> [Document passage]
______________________________

Input: N = 4, M = 6, K = 3, edges = {{1, 2, 1}, {1, 3, 3}, {2, 3, 2}, {2, 4, 6}, {3, 2, 8}, {3, 4, 1}}
Output: 4 4 7
Explanation: The shortest path length from 1 to N is 4, 2nd shortest length is also 4 and 3rd shortest length is 7.

Input: N = 3, M = 3, K = 2, edges = {{1, 2, 2}, {2, 3, 2}, {1, 3, 1}}
Output: 1 4

Approach: The idea is to traverse all vertices of the graph using BFS and use priority queue to store the vertices for which the shortest distance is not finalized yet, and also to get the minimum distance vertex. Follow the steps below for the approach. 

  • Initialize a priority queue, say, pq of size N to store the vertex number and distance value.
  • Initialize a 2-d vector, say, dis of size N*K and initialize all values with a very large number, say, 1e9.
  • Set dis[1][0] to zero, the distance value of the source vertex.
  • Iterate while pq is not empty.
    • Pop the value from pq, and store the vertex value in variable u and vertex distance in variable d.
    • If d is greater than the distance u, then continue.
    • For every adjacent vertex v of u check if the Kth distance value is more than the weight of u-v plus the distance value of u, then update the Kth distance value of v and sort the k distances of vertex v.

Below is the implementation of the above approach:

C++14




// C++ implementation of above approach
#include <bits/stdc++.h>
using namespace std;
 
// Function to find K shortest path lengths
void findKShortest(int edges[][3], int n, int m, int k)
{
 
    // Initialize graph
    vector<vector<pair<int, int> > > g(n + 1);
    for (int i = 0; i < m; i++) {
        // Storing edges
        g[edges[i][0]].push_back(
            { edges[i][1], edges[i][2] });
    }
 
    // Vector to store distances
    vector<vector<int> > dis(n + 1, vector<int>(k, 1e9));
 
    // Initialization of priority queue
    priority_queue<pair<int, int>, vector<pair<int, int> >,
                   greater<pair<int, int> > >
        pq;
    pq.push({ 0, 1 });
    dis[1][0] = 0;
 
    // while pq has elements
    while (!pq.empty()) {
        // Storing the node value
        int u = pq.top().second;
 
        // Storing the distance value
        int d = (pq.top().first);
        pq.pop();
        if (dis[u][k - 1] < d)

______________________________

> [Exercise requirements]
A. In the K shortest paths passage, what value are all entries of dis initialized with?
B. In the K shortest paths passage, reproduce the stretch from "Input: N = 4, M" through "for the approach.", swapping "priority queue" for "min-heap".

______________________________

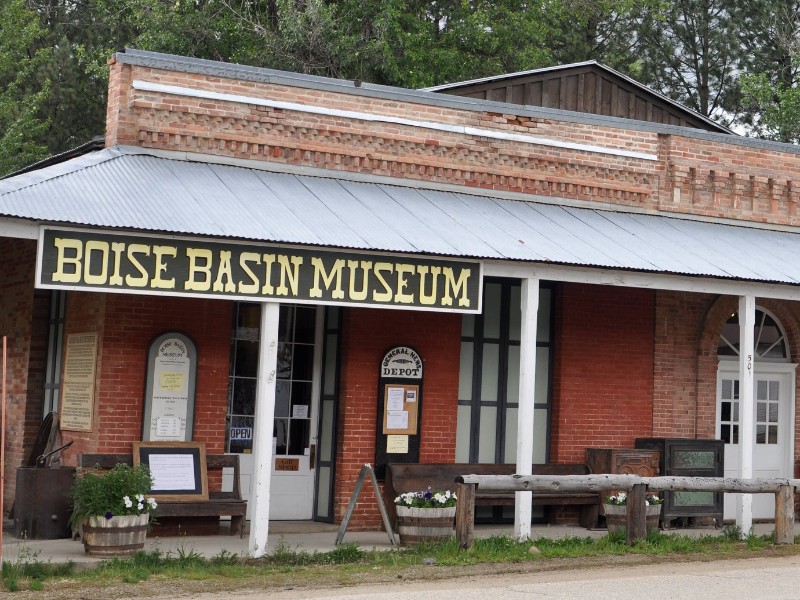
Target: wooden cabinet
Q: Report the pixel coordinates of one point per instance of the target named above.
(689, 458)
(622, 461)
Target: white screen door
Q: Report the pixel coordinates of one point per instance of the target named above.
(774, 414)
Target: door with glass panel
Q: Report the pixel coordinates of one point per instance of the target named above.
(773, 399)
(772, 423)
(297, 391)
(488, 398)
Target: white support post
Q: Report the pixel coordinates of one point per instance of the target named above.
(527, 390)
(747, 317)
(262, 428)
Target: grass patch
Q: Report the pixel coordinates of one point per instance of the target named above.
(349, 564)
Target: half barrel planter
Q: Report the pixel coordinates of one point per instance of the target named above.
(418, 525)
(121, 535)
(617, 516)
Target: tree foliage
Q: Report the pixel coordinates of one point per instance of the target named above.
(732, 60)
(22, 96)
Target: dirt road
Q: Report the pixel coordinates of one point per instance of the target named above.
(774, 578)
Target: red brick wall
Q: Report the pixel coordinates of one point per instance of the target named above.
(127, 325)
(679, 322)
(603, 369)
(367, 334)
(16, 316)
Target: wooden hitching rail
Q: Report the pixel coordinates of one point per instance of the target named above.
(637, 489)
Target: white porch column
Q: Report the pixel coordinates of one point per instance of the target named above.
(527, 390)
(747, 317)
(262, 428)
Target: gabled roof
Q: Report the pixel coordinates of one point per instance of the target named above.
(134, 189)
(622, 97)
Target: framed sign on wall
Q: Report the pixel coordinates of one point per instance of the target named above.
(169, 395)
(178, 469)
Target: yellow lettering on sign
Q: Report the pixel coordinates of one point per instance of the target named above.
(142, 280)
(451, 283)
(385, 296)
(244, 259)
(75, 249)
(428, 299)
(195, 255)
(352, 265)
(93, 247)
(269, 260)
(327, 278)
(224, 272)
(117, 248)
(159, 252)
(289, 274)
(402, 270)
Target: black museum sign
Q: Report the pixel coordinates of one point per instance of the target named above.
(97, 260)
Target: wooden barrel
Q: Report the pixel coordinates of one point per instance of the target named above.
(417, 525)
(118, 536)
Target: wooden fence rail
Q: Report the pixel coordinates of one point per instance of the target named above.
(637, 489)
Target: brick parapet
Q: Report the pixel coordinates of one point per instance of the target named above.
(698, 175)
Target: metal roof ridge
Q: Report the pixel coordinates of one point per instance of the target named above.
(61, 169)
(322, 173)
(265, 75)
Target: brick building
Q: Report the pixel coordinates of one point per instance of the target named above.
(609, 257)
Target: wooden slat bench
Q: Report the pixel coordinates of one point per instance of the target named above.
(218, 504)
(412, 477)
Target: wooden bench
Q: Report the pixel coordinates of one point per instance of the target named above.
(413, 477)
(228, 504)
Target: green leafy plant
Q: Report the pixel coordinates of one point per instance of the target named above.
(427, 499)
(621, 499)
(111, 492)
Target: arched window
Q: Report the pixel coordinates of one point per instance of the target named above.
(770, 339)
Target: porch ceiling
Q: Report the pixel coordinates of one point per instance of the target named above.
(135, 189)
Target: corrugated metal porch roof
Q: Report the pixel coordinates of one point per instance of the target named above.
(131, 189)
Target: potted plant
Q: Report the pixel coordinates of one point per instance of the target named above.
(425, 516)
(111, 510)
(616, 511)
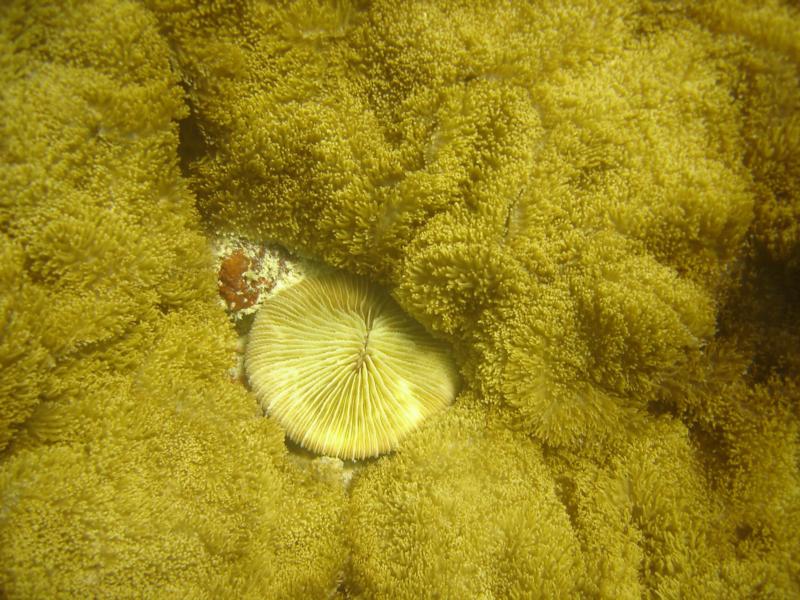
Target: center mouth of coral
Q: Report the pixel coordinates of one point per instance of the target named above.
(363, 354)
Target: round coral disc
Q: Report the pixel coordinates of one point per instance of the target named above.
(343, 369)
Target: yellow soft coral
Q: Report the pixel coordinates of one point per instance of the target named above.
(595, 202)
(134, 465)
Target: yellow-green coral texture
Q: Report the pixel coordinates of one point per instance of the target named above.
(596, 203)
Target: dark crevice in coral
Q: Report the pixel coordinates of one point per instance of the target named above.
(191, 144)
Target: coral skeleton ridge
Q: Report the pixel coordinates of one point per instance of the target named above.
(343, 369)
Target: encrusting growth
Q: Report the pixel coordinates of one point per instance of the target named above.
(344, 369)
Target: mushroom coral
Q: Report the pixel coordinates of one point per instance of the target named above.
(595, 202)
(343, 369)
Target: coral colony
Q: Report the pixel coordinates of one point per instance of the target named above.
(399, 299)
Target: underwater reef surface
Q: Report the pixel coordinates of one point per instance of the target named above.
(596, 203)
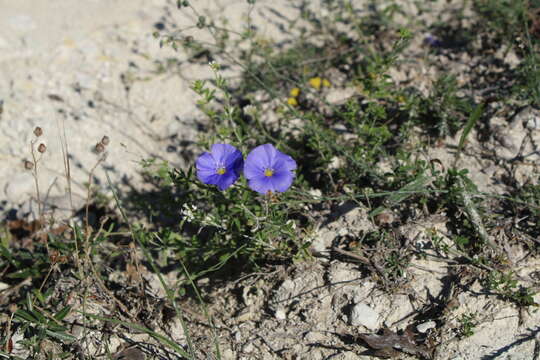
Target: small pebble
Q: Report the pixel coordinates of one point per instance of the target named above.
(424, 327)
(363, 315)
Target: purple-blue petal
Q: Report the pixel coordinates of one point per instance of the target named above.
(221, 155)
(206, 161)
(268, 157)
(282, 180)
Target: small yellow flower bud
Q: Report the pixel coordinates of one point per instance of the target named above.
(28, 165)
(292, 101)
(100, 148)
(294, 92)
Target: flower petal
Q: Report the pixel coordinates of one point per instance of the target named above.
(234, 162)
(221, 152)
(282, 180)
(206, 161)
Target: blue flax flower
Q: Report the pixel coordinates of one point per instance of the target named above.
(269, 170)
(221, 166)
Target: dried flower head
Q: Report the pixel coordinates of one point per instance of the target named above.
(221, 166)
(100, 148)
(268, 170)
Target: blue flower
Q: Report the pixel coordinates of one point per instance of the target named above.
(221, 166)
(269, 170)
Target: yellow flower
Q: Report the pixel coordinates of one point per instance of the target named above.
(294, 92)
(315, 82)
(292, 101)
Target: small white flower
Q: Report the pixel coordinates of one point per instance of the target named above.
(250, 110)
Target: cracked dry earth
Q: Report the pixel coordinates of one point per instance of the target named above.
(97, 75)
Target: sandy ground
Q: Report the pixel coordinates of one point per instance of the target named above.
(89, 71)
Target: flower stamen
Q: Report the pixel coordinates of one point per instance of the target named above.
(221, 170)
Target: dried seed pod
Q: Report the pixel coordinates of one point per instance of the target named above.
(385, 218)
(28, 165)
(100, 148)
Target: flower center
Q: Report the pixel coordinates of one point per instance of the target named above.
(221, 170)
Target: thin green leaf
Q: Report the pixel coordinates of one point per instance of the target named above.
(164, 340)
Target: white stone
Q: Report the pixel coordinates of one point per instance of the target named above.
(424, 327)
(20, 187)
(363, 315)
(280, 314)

______________________________

> [Outputs]
A. A very large number, 1e9.

B.
Input: N = 4, M = 6, K = 3, edges = {{1, 2, 1}, {1, 3, 3}, {2, 3, 2}, {2, 4, 6}, {3, 2, 8}, {3, 4, 1}}
Output: 4 4 7
Explanation: The shortest path length from 1 to N is 4, 2nd shortest length is also 4 and 3rd shortest length is 7.

Input: N = 3, M = 3, K = 2, edges = {{1, 2, 2}, {2, 3, 2}, {1, 3, 1}}
Output: 1 4

Approach: The idea is to traverse all vertices of the graph using BFS and use min-heap to store the vertices for which the shortest distance is not finalized yet, and also to get the minimum distance vertex. Follow the steps below for the approach.